To be done:
Please format all of the data below as a numbered list, leaving out the blank lines.

══════

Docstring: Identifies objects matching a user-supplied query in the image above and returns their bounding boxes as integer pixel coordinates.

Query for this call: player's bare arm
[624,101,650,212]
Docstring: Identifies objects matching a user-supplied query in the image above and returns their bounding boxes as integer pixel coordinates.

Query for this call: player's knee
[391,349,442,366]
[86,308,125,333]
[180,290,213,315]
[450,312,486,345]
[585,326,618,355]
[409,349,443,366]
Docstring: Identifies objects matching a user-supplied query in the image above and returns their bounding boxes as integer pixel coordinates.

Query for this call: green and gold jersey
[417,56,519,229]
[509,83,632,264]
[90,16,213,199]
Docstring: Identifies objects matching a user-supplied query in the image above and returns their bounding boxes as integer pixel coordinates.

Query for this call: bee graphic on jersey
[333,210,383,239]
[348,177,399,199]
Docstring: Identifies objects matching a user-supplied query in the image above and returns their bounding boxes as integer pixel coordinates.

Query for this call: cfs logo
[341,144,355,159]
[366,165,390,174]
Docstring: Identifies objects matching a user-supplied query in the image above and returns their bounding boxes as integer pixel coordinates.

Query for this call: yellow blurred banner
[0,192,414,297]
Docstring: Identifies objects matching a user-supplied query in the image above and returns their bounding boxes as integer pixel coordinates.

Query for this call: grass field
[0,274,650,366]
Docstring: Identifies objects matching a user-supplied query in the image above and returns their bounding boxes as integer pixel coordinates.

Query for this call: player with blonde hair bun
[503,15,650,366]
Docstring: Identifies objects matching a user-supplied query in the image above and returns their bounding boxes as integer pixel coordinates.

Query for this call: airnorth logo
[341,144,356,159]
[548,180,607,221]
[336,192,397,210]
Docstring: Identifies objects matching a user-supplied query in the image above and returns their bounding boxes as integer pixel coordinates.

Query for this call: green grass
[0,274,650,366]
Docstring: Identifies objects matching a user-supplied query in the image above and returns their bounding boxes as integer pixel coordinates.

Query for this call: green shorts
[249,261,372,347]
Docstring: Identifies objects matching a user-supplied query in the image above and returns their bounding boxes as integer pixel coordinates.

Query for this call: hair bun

══════

The solution:
1. Docstring: Identifies objects matching a user-supplied query in the image above and returns their bounding boxes as integer pixel coordinates.
2. Query for this call: player's bare arm
3. [624,101,650,212]
4. Docstring: Identifies objects matching a user-supplied query in the image above and returns their bounding boxes as integer pixel coordinates.
5. Query for this call: player's knee
6. [391,349,442,366]
7. [86,308,125,333]
8. [180,290,213,315]
9. [450,312,486,345]
10. [585,326,618,355]
11. [409,349,443,366]
12. Docstring: Identifies objects matching a user-supplied query in the image above and returns their bounding boxes as integer pixel coordinates.
13. Query for this call: green and gold jersey
14. [417,56,519,229]
15. [509,83,632,264]
16. [90,16,213,199]
17. Docstring: Identifies objects matching a user-supplied query in the image above and returns their bounding boxes as integer pixel coordinates.
18. Query for this call: bee graphic on jersey
19. [333,210,383,239]
20. [348,177,399,199]
21. Docstring: Identifies objects matching a user-supplied query in the image above and returns their bounding boxes as integer pixel coordinates.
22. Query for this call: cfs logo
23. [341,144,355,159]
24. [366,165,390,174]
25. Docstring: Identifies objects matching a user-supplied query in the image above and returns their bounding boxes as integer pixel coordinates.
26. Query for this call: yellow blurred banner
27. [0,192,414,297]
28. Docstring: Identifies objects matching a user-supplied query in the image above and returns their bounding boxes as integer pixel coordinates.
29. Query for this call: grass field
30. [0,274,650,366]
31. Docstring: Identifies objects matching a user-supplied query in the image above and returns their bounding boxes as integer pixel coordinates.
32. Query for this call: player with blonde hair bun
33. [503,15,650,366]
34. Docstring: Identifies objects matching a user-supplied query in the image above and returns their bounding boxes as integer pixel coordinates.
35. Query for this call: airnorth logo
36. [341,144,356,159]
37. [548,180,607,221]
38. [336,192,397,210]
39. Docstring: Identifies objects matching a user-supplied query in the image above and returns their bounding boxes as integer pixel coordinates.
40. Query for this call: green grass
41. [0,274,650,366]
42. Docstring: Identifies objects matching a user-supplied query in the image above and returns their bounding boxes as integer pixel coordinates.
43. Query for this call: green shorts
44. [249,261,372,347]
45. Docstring: Identifies objects matching a user-supplied query in the image above and returns their bounding boxes as integer pixel coordinates.
46. Query for this call: hair bun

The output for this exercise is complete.